Exercise –
Each line of the listing must be set down exactly as it stands.

Listed records –

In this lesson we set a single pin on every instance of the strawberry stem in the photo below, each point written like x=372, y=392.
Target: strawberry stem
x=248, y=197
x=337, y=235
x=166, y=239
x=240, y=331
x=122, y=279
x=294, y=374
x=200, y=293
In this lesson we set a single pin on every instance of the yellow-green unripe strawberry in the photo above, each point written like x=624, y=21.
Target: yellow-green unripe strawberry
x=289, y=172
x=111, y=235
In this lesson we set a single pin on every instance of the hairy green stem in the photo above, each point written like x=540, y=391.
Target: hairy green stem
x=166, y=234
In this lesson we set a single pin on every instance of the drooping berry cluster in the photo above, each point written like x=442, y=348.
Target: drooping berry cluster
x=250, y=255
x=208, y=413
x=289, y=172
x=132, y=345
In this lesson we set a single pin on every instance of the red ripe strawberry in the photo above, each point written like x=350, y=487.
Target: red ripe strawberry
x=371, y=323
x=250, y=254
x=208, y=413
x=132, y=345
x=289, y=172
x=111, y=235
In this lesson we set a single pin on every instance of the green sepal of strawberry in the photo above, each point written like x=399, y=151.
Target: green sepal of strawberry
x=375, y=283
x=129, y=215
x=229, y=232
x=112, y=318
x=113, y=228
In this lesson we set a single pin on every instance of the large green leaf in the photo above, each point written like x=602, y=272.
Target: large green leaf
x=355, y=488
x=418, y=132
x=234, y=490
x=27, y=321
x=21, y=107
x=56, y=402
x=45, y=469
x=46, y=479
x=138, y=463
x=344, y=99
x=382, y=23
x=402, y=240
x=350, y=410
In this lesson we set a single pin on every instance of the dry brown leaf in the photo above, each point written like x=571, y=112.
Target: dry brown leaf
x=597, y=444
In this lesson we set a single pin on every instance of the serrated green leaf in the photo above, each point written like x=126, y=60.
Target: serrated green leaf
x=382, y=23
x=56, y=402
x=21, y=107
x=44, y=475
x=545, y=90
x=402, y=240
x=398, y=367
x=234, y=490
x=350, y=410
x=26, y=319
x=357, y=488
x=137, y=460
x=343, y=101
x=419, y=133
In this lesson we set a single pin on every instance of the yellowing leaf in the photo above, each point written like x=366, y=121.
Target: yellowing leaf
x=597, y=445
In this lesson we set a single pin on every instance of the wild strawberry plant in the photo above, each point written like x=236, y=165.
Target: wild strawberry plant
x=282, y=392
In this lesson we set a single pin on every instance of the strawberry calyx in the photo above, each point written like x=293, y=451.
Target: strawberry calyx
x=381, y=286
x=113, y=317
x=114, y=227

Reply –
In this lesson we set a single pin on every instance of the strawberry stem in the photo below, each point written like x=372, y=392.
Target: strawberry stem
x=248, y=197
x=337, y=235
x=166, y=239
x=240, y=331
x=122, y=279
x=294, y=374
x=200, y=293
In this lesson we set a single pin on every instance of the yellow-green unripe strawberry in the photo above, each point written like x=624, y=21.
Target: yellow-green unripe strawberry
x=289, y=172
x=111, y=235
In this lesson we set a single pin on every instance of the hairy green stem in the photo above, each point written like x=540, y=391.
Target: hairy green stem
x=166, y=234
In this lesson we set a single pin on every instance of the drooping berry cluster in the photo above, each point written like x=442, y=348.
Target: drooping berry cluster
x=250, y=255
x=208, y=413
x=289, y=172
x=132, y=345
In this lesson we set a single pin on every instance of the red ripe strawberry in the photo above, each point written like x=350, y=487.
Target: red ripe strawberry
x=371, y=323
x=250, y=254
x=208, y=413
x=132, y=345
x=289, y=172
x=111, y=235
In this lesson we set a single pin on every instance of the green sepal of strawberry in the photo above, each point written like x=399, y=151.
Target: green sepal of strawberry
x=375, y=283
x=129, y=215
x=229, y=232
x=112, y=318
x=113, y=228
In this lesson we set a single pin on every instance of the large green leaf in the photo above, each point written like x=602, y=272.
Target: large green leaf
x=355, y=488
x=418, y=132
x=234, y=490
x=27, y=321
x=21, y=107
x=56, y=402
x=45, y=469
x=46, y=479
x=138, y=463
x=344, y=99
x=382, y=23
x=402, y=240
x=350, y=410
In this lesson we set a single pin on every instance of the dry brown leaf in the photo above, each point written like x=571, y=112.
Target: dry brown leaf
x=597, y=444
In this lesson we set a single pin on every instance of the serrated green leaf in the photo above, each point written like x=126, y=60.
Target: serrated green leaf
x=382, y=23
x=56, y=402
x=21, y=107
x=44, y=475
x=545, y=90
x=402, y=240
x=398, y=367
x=234, y=490
x=350, y=410
x=26, y=319
x=357, y=488
x=137, y=460
x=343, y=101
x=419, y=133
In this lesson we set a single pin on every instance of the yellowing leaf in the photo above, each point written like x=366, y=121.
Target: yellowing leaf
x=597, y=445
In this lesson we set a single pin on every instance of the wild strawberry plant in the photo above, each point written like x=236, y=165.
Target: wild strawberry plant
x=282, y=392
In this lesson we set a single pin on every instance of the strawberry calyx in the photo above, each point written like x=293, y=451.
Target: strawberry calyx
x=381, y=286
x=113, y=317
x=114, y=227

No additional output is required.